Assignment: Nothing after the line with "object: gutter" belongs in the copy; extract the lines below from the top through that line, pictures left out.

╭──

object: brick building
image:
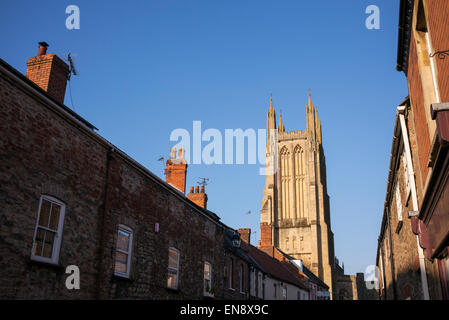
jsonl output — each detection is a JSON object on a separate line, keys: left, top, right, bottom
{"left": 376, "top": 0, "right": 449, "bottom": 300}
{"left": 0, "top": 43, "right": 316, "bottom": 300}
{"left": 0, "top": 43, "right": 232, "bottom": 299}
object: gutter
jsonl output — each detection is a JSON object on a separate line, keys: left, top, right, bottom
{"left": 386, "top": 205, "right": 398, "bottom": 299}
{"left": 396, "top": 0, "right": 414, "bottom": 73}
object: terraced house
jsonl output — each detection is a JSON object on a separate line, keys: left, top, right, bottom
{"left": 376, "top": 0, "right": 449, "bottom": 300}
{"left": 0, "top": 42, "right": 317, "bottom": 300}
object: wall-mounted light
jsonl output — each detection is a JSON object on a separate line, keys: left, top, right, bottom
{"left": 232, "top": 233, "right": 241, "bottom": 248}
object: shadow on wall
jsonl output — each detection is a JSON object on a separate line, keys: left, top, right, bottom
{"left": 380, "top": 266, "right": 442, "bottom": 300}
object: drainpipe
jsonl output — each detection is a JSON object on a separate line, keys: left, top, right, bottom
{"left": 96, "top": 147, "right": 115, "bottom": 299}
{"left": 397, "top": 105, "right": 430, "bottom": 300}
{"left": 386, "top": 205, "right": 398, "bottom": 299}
{"left": 378, "top": 240, "right": 387, "bottom": 300}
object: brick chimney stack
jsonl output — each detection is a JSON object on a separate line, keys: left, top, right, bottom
{"left": 237, "top": 228, "right": 251, "bottom": 244}
{"left": 187, "top": 185, "right": 208, "bottom": 209}
{"left": 166, "top": 147, "right": 187, "bottom": 193}
{"left": 26, "top": 42, "right": 70, "bottom": 104}
{"left": 258, "top": 222, "right": 273, "bottom": 247}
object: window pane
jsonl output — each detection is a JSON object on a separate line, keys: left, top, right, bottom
{"left": 42, "top": 231, "right": 55, "bottom": 258}
{"left": 38, "top": 199, "right": 51, "bottom": 227}
{"left": 168, "top": 269, "right": 178, "bottom": 289}
{"left": 115, "top": 251, "right": 128, "bottom": 273}
{"left": 117, "top": 230, "right": 130, "bottom": 252}
{"left": 33, "top": 228, "right": 45, "bottom": 256}
{"left": 49, "top": 203, "right": 61, "bottom": 230}
{"left": 168, "top": 249, "right": 178, "bottom": 269}
{"left": 204, "top": 263, "right": 211, "bottom": 280}
{"left": 204, "top": 278, "right": 211, "bottom": 291}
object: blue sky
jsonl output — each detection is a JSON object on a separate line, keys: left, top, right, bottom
{"left": 1, "top": 1, "right": 408, "bottom": 275}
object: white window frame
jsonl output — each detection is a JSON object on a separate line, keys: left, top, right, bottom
{"left": 114, "top": 224, "right": 133, "bottom": 278}
{"left": 167, "top": 247, "right": 180, "bottom": 289}
{"left": 204, "top": 261, "right": 212, "bottom": 294}
{"left": 30, "top": 195, "right": 66, "bottom": 265}
{"left": 282, "top": 286, "right": 287, "bottom": 300}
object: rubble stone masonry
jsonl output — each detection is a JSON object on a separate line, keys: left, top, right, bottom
{"left": 0, "top": 63, "right": 226, "bottom": 299}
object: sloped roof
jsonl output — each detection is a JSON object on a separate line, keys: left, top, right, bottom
{"left": 301, "top": 265, "right": 329, "bottom": 290}
{"left": 224, "top": 229, "right": 264, "bottom": 271}
{"left": 242, "top": 242, "right": 309, "bottom": 290}
{"left": 268, "top": 247, "right": 329, "bottom": 290}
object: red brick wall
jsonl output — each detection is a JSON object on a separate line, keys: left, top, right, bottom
{"left": 407, "top": 32, "right": 431, "bottom": 186}
{"left": 426, "top": 0, "right": 449, "bottom": 102}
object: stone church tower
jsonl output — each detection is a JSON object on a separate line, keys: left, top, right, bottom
{"left": 259, "top": 94, "right": 336, "bottom": 298}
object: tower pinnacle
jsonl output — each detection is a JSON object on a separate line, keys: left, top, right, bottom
{"left": 279, "top": 111, "right": 285, "bottom": 132}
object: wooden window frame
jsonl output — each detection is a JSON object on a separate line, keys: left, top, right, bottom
{"left": 30, "top": 195, "right": 66, "bottom": 265}
{"left": 114, "top": 224, "right": 133, "bottom": 278}
{"left": 204, "top": 261, "right": 212, "bottom": 295}
{"left": 167, "top": 247, "right": 180, "bottom": 289}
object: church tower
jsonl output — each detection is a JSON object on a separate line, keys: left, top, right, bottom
{"left": 259, "top": 93, "right": 336, "bottom": 298}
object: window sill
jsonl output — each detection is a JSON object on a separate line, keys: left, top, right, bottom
{"left": 203, "top": 292, "right": 215, "bottom": 298}
{"left": 27, "top": 257, "right": 64, "bottom": 271}
{"left": 166, "top": 286, "right": 180, "bottom": 293}
{"left": 112, "top": 273, "right": 133, "bottom": 282}
{"left": 228, "top": 287, "right": 235, "bottom": 291}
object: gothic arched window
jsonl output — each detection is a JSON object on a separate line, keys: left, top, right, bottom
{"left": 280, "top": 146, "right": 291, "bottom": 220}
{"left": 294, "top": 145, "right": 305, "bottom": 219}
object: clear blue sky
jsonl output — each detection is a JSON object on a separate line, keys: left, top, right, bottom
{"left": 1, "top": 0, "right": 408, "bottom": 275}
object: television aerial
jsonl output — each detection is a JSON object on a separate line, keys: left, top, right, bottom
{"left": 197, "top": 177, "right": 210, "bottom": 187}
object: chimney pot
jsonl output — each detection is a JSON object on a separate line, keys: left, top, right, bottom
{"left": 200, "top": 186, "right": 205, "bottom": 193}
{"left": 178, "top": 148, "right": 184, "bottom": 159}
{"left": 187, "top": 185, "right": 208, "bottom": 209}
{"left": 37, "top": 42, "right": 49, "bottom": 56}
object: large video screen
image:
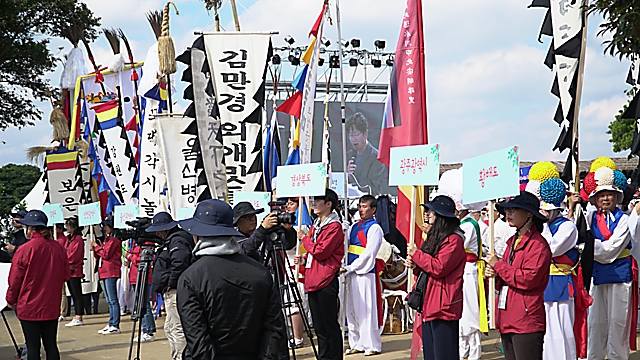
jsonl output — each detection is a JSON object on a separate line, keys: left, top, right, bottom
{"left": 267, "top": 101, "right": 396, "bottom": 197}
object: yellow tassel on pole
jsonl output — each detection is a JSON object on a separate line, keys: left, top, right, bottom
{"left": 158, "top": 2, "right": 179, "bottom": 76}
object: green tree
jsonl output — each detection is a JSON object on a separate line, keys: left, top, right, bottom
{"left": 588, "top": 0, "right": 640, "bottom": 59}
{"left": 0, "top": 164, "right": 42, "bottom": 216}
{"left": 0, "top": 0, "right": 100, "bottom": 130}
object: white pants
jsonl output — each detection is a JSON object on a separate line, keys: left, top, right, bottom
{"left": 164, "top": 289, "right": 186, "bottom": 360}
{"left": 587, "top": 282, "right": 632, "bottom": 360}
{"left": 346, "top": 273, "right": 382, "bottom": 353}
{"left": 460, "top": 262, "right": 481, "bottom": 360}
{"left": 544, "top": 299, "right": 576, "bottom": 360}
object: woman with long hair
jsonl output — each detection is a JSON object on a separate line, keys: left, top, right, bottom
{"left": 406, "top": 195, "right": 466, "bottom": 360}
{"left": 485, "top": 191, "right": 552, "bottom": 360}
{"left": 91, "top": 216, "right": 122, "bottom": 335}
{"left": 64, "top": 217, "right": 85, "bottom": 327}
{"left": 6, "top": 210, "right": 70, "bottom": 360}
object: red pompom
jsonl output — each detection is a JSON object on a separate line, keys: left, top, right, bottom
{"left": 131, "top": 69, "right": 139, "bottom": 81}
{"left": 94, "top": 72, "right": 104, "bottom": 84}
{"left": 583, "top": 172, "right": 597, "bottom": 195}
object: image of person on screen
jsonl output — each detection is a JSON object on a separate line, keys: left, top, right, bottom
{"left": 346, "top": 112, "right": 391, "bottom": 195}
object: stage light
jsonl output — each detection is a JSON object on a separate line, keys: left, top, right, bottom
{"left": 271, "top": 54, "right": 281, "bottom": 65}
{"left": 349, "top": 58, "right": 358, "bottom": 67}
{"left": 386, "top": 57, "right": 394, "bottom": 67}
{"left": 371, "top": 59, "right": 382, "bottom": 68}
{"left": 318, "top": 58, "right": 325, "bottom": 66}
{"left": 321, "top": 37, "right": 331, "bottom": 47}
{"left": 288, "top": 54, "right": 300, "bottom": 66}
{"left": 329, "top": 55, "right": 340, "bottom": 68}
{"left": 374, "top": 40, "right": 386, "bottom": 50}
{"left": 284, "top": 36, "right": 295, "bottom": 45}
{"left": 350, "top": 38, "right": 361, "bottom": 48}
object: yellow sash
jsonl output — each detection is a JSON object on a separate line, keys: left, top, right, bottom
{"left": 465, "top": 249, "right": 489, "bottom": 333}
{"left": 619, "top": 248, "right": 631, "bottom": 259}
{"left": 549, "top": 263, "right": 575, "bottom": 276}
{"left": 348, "top": 244, "right": 365, "bottom": 256}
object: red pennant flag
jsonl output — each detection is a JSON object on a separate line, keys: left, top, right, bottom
{"left": 309, "top": 2, "right": 328, "bottom": 38}
{"left": 275, "top": 91, "right": 303, "bottom": 119}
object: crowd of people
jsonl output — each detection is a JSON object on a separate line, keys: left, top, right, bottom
{"left": 5, "top": 156, "right": 640, "bottom": 360}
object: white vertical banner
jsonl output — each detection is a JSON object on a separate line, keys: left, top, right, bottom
{"left": 157, "top": 115, "right": 199, "bottom": 219}
{"left": 203, "top": 33, "right": 271, "bottom": 196}
{"left": 299, "top": 7, "right": 328, "bottom": 164}
{"left": 190, "top": 46, "right": 228, "bottom": 201}
{"left": 139, "top": 116, "right": 168, "bottom": 217}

╰──

Response below:
object: brick building
image:
jsonl output — each detection is a JSON object on a separate line, keys: left, top, right, bottom
{"left": 376, "top": 0, "right": 449, "bottom": 300}
{"left": 0, "top": 43, "right": 316, "bottom": 300}
{"left": 0, "top": 43, "right": 232, "bottom": 299}
object: gutter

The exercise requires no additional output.